Your assignment: Output the line that contains "just looking for the black cap", then every line beneath it through the end of the records, exactly as given and with no other lines.

:: The data ::

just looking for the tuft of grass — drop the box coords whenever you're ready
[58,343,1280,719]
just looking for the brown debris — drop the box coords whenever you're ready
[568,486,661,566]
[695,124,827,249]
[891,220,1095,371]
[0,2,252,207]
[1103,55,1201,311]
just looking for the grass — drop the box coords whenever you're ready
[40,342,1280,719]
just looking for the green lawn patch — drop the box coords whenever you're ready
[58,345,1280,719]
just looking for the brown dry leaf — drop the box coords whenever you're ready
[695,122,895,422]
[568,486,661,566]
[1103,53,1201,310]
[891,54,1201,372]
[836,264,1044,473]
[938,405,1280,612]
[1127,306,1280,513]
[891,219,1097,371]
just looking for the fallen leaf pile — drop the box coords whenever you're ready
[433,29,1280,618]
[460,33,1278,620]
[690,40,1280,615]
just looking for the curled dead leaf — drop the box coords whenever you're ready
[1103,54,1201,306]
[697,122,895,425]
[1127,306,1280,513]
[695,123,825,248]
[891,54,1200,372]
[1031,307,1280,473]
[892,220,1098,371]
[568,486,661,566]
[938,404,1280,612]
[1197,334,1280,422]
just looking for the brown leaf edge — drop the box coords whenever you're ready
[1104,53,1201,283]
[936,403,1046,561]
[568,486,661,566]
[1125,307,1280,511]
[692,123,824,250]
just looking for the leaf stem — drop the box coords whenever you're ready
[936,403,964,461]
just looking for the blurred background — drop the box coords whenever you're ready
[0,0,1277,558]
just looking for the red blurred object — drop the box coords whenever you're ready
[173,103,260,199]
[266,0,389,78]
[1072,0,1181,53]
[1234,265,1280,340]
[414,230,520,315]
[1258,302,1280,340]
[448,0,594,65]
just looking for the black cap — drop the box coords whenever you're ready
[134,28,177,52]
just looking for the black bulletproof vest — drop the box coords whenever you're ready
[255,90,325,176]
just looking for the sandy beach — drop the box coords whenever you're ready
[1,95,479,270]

:::

The completed task:
just looking for the black cap — drop the box coords whenever you're ready
[134,28,177,52]
just looking for the black bulletproof vest — drop the box coords whenever you're ready
[255,90,325,176]
just looking for the sandy beach — drop the box coords whenever you're ready
[1,95,479,270]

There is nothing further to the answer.